Exercise objective
Scan the entries below for lines holding "cloud". Give the number of such lines alone.

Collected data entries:
----------------------------------------
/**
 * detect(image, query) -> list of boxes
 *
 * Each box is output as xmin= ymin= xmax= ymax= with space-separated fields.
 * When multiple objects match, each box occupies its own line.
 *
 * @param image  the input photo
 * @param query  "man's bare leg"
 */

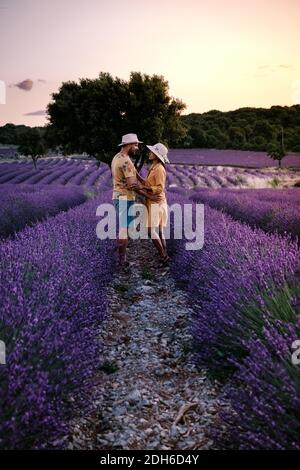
xmin=118 ymin=227 xmax=129 ymax=265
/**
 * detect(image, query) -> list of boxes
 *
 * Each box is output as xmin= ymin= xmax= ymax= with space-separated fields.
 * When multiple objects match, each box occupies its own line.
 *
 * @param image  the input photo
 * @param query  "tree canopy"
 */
xmin=45 ymin=72 xmax=187 ymax=167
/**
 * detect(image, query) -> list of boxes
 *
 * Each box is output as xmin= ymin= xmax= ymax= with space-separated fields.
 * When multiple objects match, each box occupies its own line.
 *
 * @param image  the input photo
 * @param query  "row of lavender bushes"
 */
xmin=167 ymin=192 xmax=300 ymax=449
xmin=3 ymin=158 xmax=295 ymax=190
xmin=0 ymin=190 xmax=116 ymax=449
xmin=0 ymin=160 xmax=76 ymax=184
xmin=0 ymin=160 xmax=111 ymax=187
xmin=190 ymin=188 xmax=300 ymax=241
xmin=0 ymin=184 xmax=90 ymax=240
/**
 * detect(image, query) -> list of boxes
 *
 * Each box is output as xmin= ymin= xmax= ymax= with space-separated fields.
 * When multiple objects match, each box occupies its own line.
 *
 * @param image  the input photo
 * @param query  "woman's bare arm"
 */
xmin=136 ymin=173 xmax=147 ymax=184
xmin=135 ymin=187 xmax=163 ymax=202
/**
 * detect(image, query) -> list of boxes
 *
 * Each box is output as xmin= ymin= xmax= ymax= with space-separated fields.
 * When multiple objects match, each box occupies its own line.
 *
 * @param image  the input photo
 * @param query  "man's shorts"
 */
xmin=113 ymin=198 xmax=135 ymax=229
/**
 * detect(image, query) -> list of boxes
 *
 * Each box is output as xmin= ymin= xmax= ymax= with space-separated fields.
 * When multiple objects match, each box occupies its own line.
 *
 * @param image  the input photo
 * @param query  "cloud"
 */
xmin=8 ymin=78 xmax=47 ymax=91
xmin=279 ymin=64 xmax=295 ymax=70
xmin=257 ymin=64 xmax=295 ymax=72
xmin=16 ymin=79 xmax=34 ymax=91
xmin=24 ymin=109 xmax=47 ymax=116
xmin=9 ymin=79 xmax=34 ymax=91
xmin=254 ymin=66 xmax=271 ymax=77
xmin=254 ymin=64 xmax=296 ymax=78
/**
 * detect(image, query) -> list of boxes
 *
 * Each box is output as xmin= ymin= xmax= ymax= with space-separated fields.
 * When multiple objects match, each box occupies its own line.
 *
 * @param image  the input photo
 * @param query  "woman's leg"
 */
xmin=158 ymin=225 xmax=171 ymax=263
xmin=148 ymin=228 xmax=165 ymax=258
xmin=158 ymin=225 xmax=167 ymax=254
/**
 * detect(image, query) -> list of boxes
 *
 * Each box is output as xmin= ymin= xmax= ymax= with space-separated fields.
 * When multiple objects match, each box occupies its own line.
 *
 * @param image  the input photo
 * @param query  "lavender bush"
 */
xmin=221 ymin=315 xmax=300 ymax=449
xmin=0 ymin=185 xmax=87 ymax=240
xmin=0 ymin=190 xmax=116 ymax=449
xmin=167 ymin=193 xmax=300 ymax=448
xmin=168 ymin=194 xmax=300 ymax=376
xmin=190 ymin=188 xmax=300 ymax=241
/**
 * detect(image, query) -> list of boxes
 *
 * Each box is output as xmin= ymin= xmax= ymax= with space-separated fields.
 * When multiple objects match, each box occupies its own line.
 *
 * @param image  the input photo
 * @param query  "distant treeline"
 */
xmin=1 ymin=104 xmax=300 ymax=153
xmin=178 ymin=105 xmax=300 ymax=152
xmin=0 ymin=124 xmax=45 ymax=147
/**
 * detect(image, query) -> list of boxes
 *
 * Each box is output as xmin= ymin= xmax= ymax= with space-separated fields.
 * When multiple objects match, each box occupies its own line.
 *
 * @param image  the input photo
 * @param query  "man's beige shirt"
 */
xmin=111 ymin=151 xmax=137 ymax=201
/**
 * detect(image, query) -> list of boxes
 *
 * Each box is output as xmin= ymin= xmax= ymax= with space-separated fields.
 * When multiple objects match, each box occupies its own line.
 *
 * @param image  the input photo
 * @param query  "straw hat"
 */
xmin=146 ymin=143 xmax=170 ymax=165
xmin=118 ymin=133 xmax=143 ymax=147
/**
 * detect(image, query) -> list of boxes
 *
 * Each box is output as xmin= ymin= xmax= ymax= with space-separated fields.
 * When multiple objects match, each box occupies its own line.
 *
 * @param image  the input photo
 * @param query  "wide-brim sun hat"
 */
xmin=146 ymin=142 xmax=170 ymax=165
xmin=118 ymin=133 xmax=143 ymax=147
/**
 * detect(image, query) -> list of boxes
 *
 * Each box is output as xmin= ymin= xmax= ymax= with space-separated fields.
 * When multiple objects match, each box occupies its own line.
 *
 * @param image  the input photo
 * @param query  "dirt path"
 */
xmin=67 ymin=239 xmax=224 ymax=450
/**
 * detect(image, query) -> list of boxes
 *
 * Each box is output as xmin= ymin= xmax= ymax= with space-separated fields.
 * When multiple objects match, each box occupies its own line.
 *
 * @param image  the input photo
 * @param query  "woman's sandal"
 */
xmin=160 ymin=254 xmax=171 ymax=266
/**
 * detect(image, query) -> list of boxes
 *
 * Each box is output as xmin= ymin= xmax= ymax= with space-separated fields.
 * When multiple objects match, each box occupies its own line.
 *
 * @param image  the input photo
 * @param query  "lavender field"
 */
xmin=0 ymin=190 xmax=115 ymax=448
xmin=0 ymin=156 xmax=300 ymax=450
xmin=1 ymin=156 xmax=300 ymax=192
xmin=168 ymin=148 xmax=300 ymax=168
xmin=168 ymin=192 xmax=300 ymax=449
xmin=0 ymin=184 xmax=88 ymax=240
xmin=190 ymin=187 xmax=300 ymax=241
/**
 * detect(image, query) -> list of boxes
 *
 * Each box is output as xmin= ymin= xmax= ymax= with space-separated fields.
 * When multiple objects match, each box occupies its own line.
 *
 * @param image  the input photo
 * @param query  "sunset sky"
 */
xmin=0 ymin=0 xmax=299 ymax=127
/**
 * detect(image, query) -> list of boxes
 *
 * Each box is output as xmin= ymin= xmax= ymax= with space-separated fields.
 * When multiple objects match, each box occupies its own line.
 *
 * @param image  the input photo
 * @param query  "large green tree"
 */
xmin=46 ymin=72 xmax=186 ymax=169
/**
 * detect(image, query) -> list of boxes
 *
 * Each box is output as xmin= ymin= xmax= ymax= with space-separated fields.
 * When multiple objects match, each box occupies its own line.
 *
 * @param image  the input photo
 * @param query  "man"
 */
xmin=111 ymin=133 xmax=162 ymax=268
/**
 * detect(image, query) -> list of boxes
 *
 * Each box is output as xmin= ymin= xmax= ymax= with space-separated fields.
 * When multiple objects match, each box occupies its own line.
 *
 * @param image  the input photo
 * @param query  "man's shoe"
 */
xmin=118 ymin=260 xmax=131 ymax=273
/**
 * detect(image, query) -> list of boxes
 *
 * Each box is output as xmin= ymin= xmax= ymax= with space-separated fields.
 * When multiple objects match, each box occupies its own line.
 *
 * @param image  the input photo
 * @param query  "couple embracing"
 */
xmin=111 ymin=133 xmax=170 ymax=269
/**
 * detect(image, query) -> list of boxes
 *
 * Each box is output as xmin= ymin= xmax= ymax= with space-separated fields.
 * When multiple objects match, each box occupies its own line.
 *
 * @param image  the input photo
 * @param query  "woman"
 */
xmin=136 ymin=143 xmax=170 ymax=264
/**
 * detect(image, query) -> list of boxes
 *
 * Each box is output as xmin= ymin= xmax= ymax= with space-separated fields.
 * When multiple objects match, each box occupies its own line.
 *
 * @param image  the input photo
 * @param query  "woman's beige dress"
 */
xmin=144 ymin=161 xmax=168 ymax=228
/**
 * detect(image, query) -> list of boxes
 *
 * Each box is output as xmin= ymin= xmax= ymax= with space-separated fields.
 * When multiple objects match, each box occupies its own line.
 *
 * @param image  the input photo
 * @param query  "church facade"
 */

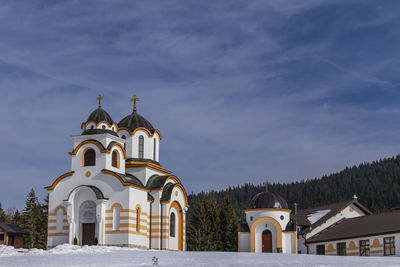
xmin=46 ymin=95 xmax=188 ymax=250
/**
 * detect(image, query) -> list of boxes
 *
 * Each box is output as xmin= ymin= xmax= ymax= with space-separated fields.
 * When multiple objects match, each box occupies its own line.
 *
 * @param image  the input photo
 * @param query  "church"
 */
xmin=238 ymin=188 xmax=400 ymax=256
xmin=46 ymin=95 xmax=188 ymax=250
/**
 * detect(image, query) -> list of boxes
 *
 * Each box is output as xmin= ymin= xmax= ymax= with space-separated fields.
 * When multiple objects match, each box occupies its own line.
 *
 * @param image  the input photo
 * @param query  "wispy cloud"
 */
xmin=0 ymin=0 xmax=400 ymax=208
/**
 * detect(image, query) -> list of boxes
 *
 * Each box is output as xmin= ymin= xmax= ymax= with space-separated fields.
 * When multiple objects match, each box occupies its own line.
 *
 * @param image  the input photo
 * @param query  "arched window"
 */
xmin=138 ymin=136 xmax=144 ymax=159
xmin=83 ymin=149 xmax=96 ymax=166
xmin=113 ymin=206 xmax=120 ymax=231
xmin=90 ymin=125 xmax=94 ymax=129
xmin=102 ymin=125 xmax=106 ymax=129
xmin=170 ymin=212 xmax=175 ymax=237
xmin=112 ymin=150 xmax=119 ymax=168
xmin=136 ymin=208 xmax=141 ymax=232
xmin=153 ymin=139 xmax=156 ymax=161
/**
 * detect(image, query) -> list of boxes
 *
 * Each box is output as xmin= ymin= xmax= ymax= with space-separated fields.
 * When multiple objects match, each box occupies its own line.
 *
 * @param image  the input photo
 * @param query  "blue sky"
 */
xmin=1 ymin=0 xmax=400 ymax=209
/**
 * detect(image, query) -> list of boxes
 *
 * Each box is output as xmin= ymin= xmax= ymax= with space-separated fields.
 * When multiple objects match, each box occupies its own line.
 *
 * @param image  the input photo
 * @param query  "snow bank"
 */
xmin=1 ymin=245 xmax=400 ymax=267
xmin=307 ymin=209 xmax=330 ymax=224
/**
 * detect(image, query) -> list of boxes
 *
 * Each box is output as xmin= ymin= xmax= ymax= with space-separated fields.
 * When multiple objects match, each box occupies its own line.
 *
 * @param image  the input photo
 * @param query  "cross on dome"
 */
xmin=130 ymin=94 xmax=140 ymax=112
xmin=96 ymin=94 xmax=104 ymax=107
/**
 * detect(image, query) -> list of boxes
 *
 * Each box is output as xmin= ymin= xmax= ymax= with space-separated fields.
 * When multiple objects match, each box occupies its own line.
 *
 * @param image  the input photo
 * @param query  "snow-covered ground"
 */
xmin=0 ymin=244 xmax=399 ymax=267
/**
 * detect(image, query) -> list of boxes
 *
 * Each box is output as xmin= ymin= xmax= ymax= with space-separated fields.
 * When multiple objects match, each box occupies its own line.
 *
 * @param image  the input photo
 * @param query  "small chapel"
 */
xmin=46 ymin=95 xmax=188 ymax=250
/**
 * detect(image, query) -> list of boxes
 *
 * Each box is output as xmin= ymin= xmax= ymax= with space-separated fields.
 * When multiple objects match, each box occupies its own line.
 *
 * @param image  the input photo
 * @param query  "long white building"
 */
xmin=46 ymin=96 xmax=188 ymax=250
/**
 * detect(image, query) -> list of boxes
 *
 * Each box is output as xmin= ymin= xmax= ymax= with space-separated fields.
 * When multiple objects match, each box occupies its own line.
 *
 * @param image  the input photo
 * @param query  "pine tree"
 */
xmin=0 ymin=202 xmax=6 ymax=222
xmin=20 ymin=189 xmax=47 ymax=249
xmin=207 ymin=198 xmax=222 ymax=251
xmin=187 ymin=198 xmax=211 ymax=251
xmin=219 ymin=194 xmax=238 ymax=251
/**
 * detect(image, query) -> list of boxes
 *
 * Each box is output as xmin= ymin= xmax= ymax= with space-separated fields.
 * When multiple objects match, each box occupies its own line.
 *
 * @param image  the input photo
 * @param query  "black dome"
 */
xmin=248 ymin=191 xmax=288 ymax=209
xmin=118 ymin=111 xmax=155 ymax=133
xmin=86 ymin=107 xmax=114 ymax=125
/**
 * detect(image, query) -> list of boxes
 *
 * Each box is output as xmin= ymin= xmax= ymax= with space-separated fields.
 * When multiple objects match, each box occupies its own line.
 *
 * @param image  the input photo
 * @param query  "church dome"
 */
xmin=248 ymin=191 xmax=288 ymax=209
xmin=118 ymin=111 xmax=155 ymax=133
xmin=86 ymin=107 xmax=114 ymax=125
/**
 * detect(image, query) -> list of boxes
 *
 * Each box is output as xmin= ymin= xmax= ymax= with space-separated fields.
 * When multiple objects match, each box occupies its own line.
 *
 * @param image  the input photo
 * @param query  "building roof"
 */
xmin=126 ymin=158 xmax=160 ymax=166
xmin=248 ymin=191 xmax=288 ymax=209
xmin=293 ymin=199 xmax=371 ymax=235
xmin=118 ymin=111 xmax=155 ymax=133
xmin=307 ymin=211 xmax=400 ymax=243
xmin=86 ymin=107 xmax=114 ymax=125
xmin=146 ymin=175 xmax=173 ymax=189
xmin=81 ymin=129 xmax=118 ymax=137
xmin=0 ymin=223 xmax=28 ymax=235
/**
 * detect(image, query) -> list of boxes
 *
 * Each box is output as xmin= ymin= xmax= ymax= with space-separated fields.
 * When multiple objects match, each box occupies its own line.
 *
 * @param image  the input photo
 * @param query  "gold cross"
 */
xmin=96 ymin=94 xmax=103 ymax=107
xmin=130 ymin=94 xmax=140 ymax=111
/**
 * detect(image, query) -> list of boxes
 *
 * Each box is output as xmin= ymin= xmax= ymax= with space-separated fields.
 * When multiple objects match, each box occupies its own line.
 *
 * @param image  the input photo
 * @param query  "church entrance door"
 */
xmin=82 ymin=223 xmax=95 ymax=246
xmin=79 ymin=200 xmax=97 ymax=246
xmin=262 ymin=230 xmax=272 ymax=253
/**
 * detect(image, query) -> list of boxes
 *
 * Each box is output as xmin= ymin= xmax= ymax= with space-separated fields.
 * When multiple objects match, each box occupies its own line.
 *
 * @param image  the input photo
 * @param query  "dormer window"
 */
xmin=138 ymin=135 xmax=144 ymax=159
xmin=83 ymin=149 xmax=96 ymax=166
xmin=112 ymin=150 xmax=119 ymax=168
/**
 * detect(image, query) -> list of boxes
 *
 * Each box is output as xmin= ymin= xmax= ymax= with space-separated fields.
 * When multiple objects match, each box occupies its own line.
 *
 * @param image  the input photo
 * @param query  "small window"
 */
xmin=153 ymin=139 xmax=157 ymax=161
xmin=384 ymin=237 xmax=395 ymax=256
xmin=0 ymin=234 xmax=4 ymax=242
xmin=360 ymin=240 xmax=370 ymax=256
xmin=113 ymin=206 xmax=120 ymax=231
xmin=83 ymin=149 xmax=96 ymax=166
xmin=102 ymin=125 xmax=106 ymax=129
xmin=112 ymin=150 xmax=119 ymax=168
xmin=90 ymin=125 xmax=94 ymax=129
xmin=138 ymin=136 xmax=144 ymax=159
xmin=337 ymin=242 xmax=346 ymax=256
xmin=136 ymin=208 xmax=140 ymax=232
xmin=170 ymin=213 xmax=176 ymax=237
xmin=316 ymin=244 xmax=325 ymax=255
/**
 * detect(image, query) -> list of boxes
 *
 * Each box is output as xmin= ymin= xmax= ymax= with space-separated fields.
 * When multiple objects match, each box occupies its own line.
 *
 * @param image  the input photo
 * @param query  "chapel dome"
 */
xmin=118 ymin=111 xmax=155 ymax=133
xmin=248 ymin=191 xmax=288 ymax=209
xmin=85 ymin=107 xmax=114 ymax=125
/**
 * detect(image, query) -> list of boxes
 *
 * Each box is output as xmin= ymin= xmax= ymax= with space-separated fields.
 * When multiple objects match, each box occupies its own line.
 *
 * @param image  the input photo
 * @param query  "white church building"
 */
xmin=46 ymin=95 xmax=188 ymax=250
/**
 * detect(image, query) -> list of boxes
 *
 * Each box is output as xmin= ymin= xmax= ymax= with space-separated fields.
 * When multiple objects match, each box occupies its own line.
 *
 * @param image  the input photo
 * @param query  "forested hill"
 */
xmin=188 ymin=155 xmax=400 ymax=219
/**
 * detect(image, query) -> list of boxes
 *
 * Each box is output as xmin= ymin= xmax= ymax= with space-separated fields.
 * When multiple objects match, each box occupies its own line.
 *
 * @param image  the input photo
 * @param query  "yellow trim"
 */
xmin=169 ymin=201 xmax=184 ymax=251
xmin=371 ymin=238 xmax=383 ymax=248
xmin=104 ymin=230 xmax=148 ymax=237
xmin=250 ymin=217 xmax=282 ymax=252
xmin=62 ymin=226 xmax=69 ymax=230
xmin=102 ymin=170 xmax=149 ymax=191
xmin=105 ymin=223 xmax=148 ymax=231
xmin=109 ymin=143 xmax=128 ymax=160
xmin=326 ymin=243 xmax=336 ymax=253
xmin=69 ymin=140 xmax=108 ymax=156
xmin=159 ymin=183 xmax=189 ymax=207
xmin=48 ymin=220 xmax=56 ymax=223
xmin=152 ymin=215 xmax=169 ymax=219
xmin=244 ymin=208 xmax=292 ymax=212
xmin=45 ymin=172 xmax=75 ymax=191
xmin=150 ymin=235 xmax=169 ymax=239
xmin=117 ymin=127 xmax=163 ymax=140
xmin=48 ymin=226 xmax=56 ymax=230
xmin=48 ymin=205 xmax=67 ymax=216
xmin=125 ymin=161 xmax=172 ymax=174
xmin=347 ymin=241 xmax=358 ymax=251
xmin=370 ymin=250 xmax=384 ymax=254
xmin=48 ymin=233 xmax=68 ymax=236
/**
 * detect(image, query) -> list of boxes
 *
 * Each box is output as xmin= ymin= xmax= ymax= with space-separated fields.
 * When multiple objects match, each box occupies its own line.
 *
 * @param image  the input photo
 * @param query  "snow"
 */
xmin=0 ymin=245 xmax=399 ymax=267
xmin=307 ymin=209 xmax=331 ymax=224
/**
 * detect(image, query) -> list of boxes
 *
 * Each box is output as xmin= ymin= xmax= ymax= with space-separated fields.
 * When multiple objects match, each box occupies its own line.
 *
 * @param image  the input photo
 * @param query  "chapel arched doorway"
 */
xmin=79 ymin=200 xmax=96 ymax=246
xmin=262 ymin=229 xmax=272 ymax=253
xmin=169 ymin=201 xmax=183 ymax=251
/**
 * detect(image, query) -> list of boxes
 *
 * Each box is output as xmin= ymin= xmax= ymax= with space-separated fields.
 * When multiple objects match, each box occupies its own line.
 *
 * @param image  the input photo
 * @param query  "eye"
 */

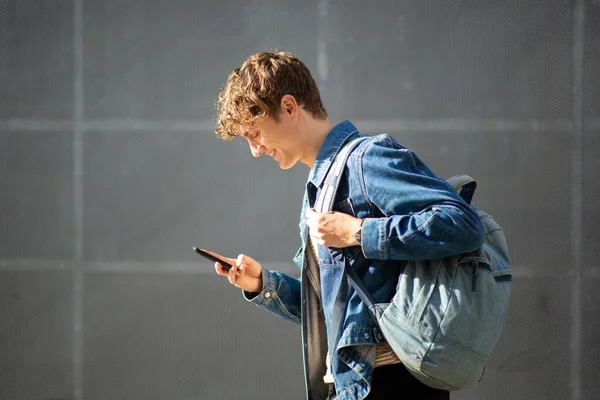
xmin=252 ymin=131 xmax=260 ymax=139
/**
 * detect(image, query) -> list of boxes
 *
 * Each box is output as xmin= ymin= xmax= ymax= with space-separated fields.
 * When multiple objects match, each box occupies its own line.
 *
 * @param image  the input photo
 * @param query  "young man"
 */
xmin=208 ymin=51 xmax=485 ymax=400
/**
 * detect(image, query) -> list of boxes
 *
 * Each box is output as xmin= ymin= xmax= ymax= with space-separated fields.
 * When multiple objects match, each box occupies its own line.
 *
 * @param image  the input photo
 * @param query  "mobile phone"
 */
xmin=193 ymin=247 xmax=234 ymax=270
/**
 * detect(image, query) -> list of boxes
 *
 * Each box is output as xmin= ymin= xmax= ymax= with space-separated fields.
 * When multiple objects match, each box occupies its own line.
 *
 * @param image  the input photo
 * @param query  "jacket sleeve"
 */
xmin=358 ymin=135 xmax=485 ymax=261
xmin=242 ymin=268 xmax=302 ymax=324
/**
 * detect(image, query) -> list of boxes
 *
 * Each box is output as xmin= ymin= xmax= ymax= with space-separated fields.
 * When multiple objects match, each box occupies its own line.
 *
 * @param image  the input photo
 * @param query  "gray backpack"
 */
xmin=316 ymin=137 xmax=512 ymax=391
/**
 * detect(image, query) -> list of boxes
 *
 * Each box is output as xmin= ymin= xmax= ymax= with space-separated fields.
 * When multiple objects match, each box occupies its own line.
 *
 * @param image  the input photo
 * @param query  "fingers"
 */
xmin=215 ymin=261 xmax=243 ymax=288
xmin=230 ymin=252 xmax=260 ymax=287
xmin=305 ymin=208 xmax=326 ymax=243
xmin=214 ymin=262 xmax=229 ymax=276
xmin=219 ymin=254 xmax=247 ymax=287
xmin=305 ymin=208 xmax=326 ymax=231
xmin=305 ymin=208 xmax=318 ymax=233
xmin=214 ymin=262 xmax=242 ymax=276
xmin=227 ymin=257 xmax=244 ymax=287
xmin=214 ymin=252 xmax=260 ymax=291
xmin=207 ymin=249 xmax=241 ymax=280
xmin=236 ymin=253 xmax=256 ymax=272
xmin=305 ymin=207 xmax=316 ymax=218
xmin=227 ymin=264 xmax=238 ymax=286
xmin=305 ymin=208 xmax=335 ymax=230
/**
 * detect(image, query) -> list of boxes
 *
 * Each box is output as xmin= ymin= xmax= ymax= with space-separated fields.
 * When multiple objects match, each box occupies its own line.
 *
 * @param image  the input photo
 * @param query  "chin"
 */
xmin=278 ymin=158 xmax=296 ymax=170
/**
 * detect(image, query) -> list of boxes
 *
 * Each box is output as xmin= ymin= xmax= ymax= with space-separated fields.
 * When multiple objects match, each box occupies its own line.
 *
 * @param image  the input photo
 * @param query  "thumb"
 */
xmin=236 ymin=253 xmax=258 ymax=268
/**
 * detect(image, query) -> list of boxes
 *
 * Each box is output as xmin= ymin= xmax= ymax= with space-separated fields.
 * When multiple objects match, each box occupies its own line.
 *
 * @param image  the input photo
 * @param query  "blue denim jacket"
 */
xmin=243 ymin=121 xmax=485 ymax=399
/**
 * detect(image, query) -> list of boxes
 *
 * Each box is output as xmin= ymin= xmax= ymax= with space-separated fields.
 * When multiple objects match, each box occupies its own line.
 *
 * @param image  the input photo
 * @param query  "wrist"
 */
xmin=353 ymin=218 xmax=365 ymax=246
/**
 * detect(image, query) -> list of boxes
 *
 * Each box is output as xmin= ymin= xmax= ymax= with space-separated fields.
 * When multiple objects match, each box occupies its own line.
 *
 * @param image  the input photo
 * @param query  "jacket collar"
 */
xmin=307 ymin=120 xmax=360 ymax=189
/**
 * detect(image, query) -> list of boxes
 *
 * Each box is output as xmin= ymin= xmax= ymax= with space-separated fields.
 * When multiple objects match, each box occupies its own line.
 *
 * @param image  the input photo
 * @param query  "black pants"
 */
xmin=326 ymin=363 xmax=450 ymax=400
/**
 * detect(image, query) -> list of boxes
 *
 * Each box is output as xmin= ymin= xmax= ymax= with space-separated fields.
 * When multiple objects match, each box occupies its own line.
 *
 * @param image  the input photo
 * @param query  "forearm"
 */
xmin=361 ymin=202 xmax=485 ymax=260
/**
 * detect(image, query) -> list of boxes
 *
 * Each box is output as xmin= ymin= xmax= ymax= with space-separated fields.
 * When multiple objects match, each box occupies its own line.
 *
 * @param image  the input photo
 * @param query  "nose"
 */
xmin=247 ymin=138 xmax=265 ymax=158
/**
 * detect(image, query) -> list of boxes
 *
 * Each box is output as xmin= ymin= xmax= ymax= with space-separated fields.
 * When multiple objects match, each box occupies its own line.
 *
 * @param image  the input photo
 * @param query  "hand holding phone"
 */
xmin=193 ymin=247 xmax=234 ymax=270
xmin=193 ymin=247 xmax=264 ymax=293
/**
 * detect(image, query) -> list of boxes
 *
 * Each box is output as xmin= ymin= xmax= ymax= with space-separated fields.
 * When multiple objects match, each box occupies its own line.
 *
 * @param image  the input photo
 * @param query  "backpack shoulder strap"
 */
xmin=314 ymin=137 xmax=368 ymax=213
xmin=446 ymin=174 xmax=477 ymax=205
xmin=313 ymin=136 xmax=381 ymax=320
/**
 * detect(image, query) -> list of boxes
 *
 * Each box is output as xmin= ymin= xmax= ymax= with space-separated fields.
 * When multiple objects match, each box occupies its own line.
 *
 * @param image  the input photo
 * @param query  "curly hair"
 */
xmin=215 ymin=51 xmax=328 ymax=140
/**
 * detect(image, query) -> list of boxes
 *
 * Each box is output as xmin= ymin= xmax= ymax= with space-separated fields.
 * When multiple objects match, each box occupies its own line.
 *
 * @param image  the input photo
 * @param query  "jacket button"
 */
xmin=377 ymin=333 xmax=383 ymax=340
xmin=264 ymin=292 xmax=271 ymax=299
xmin=364 ymin=333 xmax=370 ymax=339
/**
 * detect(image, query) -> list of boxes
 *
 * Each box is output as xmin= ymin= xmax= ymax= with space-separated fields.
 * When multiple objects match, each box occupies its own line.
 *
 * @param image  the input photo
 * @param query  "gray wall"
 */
xmin=0 ymin=1 xmax=598 ymax=399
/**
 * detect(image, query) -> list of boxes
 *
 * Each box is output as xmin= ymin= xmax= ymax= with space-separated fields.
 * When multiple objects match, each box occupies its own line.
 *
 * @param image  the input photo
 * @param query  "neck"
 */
xmin=299 ymin=117 xmax=335 ymax=168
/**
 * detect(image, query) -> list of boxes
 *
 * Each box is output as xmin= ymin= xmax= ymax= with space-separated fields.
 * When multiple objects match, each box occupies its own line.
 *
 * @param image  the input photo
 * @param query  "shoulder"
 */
xmin=350 ymin=132 xmax=406 ymax=154
xmin=349 ymin=133 xmax=417 ymax=169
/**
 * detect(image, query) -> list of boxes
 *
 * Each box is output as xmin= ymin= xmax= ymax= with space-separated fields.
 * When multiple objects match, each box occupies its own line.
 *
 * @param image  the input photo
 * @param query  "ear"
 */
xmin=280 ymin=94 xmax=299 ymax=118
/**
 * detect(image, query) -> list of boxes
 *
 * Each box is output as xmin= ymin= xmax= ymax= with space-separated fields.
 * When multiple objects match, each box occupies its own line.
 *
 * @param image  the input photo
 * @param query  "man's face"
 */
xmin=240 ymin=110 xmax=301 ymax=170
----------------------------------------
Output below
2